She returned to Europe, and in 1898, she established a students’ residence in Paris and spent time exploring London with the prospect of founding a mission there. In 1899, she initiated a school in Madrid.
Expanding Horizons in the United States
At the turn of the 20th century, Mother Cabrini traveled to Chicago where there was a large Italian colony and established a parish school. From Chicago, she traveled to Scranton, Pennsylvania, where the Italian immigrants asked for schools. From Scranton, she proceeded to Newark, New Jersey, where she accepted the task of establishing and running a parish school there.
She looked for solutions which would afford her the means to subsidize free schools. In Dobbs Ferry, New York, on the Hudson River, she founded Sacred Heart Villa a school for daughters of now well-to-do Italian families who paid tuition, monies which in turn were utilized to fund the free schools.
Cabrini headed to the Rocky Mountains of Colorado where a needy colony of Italian immigrants worked mostly in the mines under very harsh conditions. Her Sisters staffed a parish school and later, an orphanage.
In 1903, Mother Cabrini traveled seven days by train from Chicago to Seattle where she founded a school and an orphanage for Italian immigrants. She dreamed of establishing missions in Alaska and had she lived longer, this may have come to pass. Her dream of going to China persisted throughout her life. Her works on the western coast of the United States brought her closer to the Far East.

_RECORD EXTRACTS_:

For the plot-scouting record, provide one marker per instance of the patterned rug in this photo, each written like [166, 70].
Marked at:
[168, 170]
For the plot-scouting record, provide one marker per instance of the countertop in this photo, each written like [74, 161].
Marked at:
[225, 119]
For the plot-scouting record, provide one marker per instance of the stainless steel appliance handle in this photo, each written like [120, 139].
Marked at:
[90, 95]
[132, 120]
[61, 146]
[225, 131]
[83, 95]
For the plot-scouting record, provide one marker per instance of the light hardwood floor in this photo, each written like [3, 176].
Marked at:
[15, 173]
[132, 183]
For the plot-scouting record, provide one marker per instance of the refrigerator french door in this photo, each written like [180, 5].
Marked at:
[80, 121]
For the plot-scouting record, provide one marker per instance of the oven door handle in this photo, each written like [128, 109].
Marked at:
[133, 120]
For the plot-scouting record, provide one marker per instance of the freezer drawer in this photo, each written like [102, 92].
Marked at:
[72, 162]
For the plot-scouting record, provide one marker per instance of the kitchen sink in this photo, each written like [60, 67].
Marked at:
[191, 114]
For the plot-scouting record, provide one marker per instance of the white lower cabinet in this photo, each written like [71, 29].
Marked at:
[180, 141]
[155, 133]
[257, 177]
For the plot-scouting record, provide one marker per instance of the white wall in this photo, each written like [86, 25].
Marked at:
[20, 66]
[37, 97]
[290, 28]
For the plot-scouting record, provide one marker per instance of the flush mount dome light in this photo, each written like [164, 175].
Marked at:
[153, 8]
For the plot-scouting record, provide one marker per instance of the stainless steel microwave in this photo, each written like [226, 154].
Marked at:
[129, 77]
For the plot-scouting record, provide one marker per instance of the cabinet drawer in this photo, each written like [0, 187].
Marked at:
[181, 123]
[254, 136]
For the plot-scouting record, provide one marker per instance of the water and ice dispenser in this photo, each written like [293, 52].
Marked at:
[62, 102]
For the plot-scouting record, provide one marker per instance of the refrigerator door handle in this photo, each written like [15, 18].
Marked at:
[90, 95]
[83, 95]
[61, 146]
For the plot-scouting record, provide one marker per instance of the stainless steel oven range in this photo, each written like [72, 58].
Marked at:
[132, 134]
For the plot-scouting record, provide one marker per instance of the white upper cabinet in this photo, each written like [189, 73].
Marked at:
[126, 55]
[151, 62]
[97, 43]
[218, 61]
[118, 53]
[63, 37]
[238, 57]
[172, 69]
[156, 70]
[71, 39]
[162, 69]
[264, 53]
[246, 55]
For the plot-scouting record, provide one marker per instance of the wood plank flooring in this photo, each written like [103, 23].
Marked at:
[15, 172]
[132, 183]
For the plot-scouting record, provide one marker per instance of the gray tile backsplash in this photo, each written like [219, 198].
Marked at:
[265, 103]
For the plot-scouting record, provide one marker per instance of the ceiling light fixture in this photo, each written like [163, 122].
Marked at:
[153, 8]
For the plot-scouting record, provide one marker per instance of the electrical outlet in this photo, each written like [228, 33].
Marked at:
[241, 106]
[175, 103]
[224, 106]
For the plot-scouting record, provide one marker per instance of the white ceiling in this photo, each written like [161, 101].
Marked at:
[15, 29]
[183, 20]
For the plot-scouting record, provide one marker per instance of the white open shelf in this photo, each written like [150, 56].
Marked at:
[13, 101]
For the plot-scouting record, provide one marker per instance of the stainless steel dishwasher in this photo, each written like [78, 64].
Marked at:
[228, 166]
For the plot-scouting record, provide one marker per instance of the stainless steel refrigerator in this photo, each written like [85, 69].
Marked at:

_WHAT IS BEING ASKED_:
From the passage on Mother Cabrini's schools and missions, reproduce word for word the section that begins with the words "She looked for" and ends with "the free schools.".

_RESPONSE TO THE EXERCISE_:
She looked for solutions which would afford her the means to subsidize free schools. In Dobbs Ferry, New York, on the Hudson River, she founded Sacred Heart Villa a school for daughters of now well-to-do Italian families who paid tuition, monies which in turn were utilized to fund the free schools.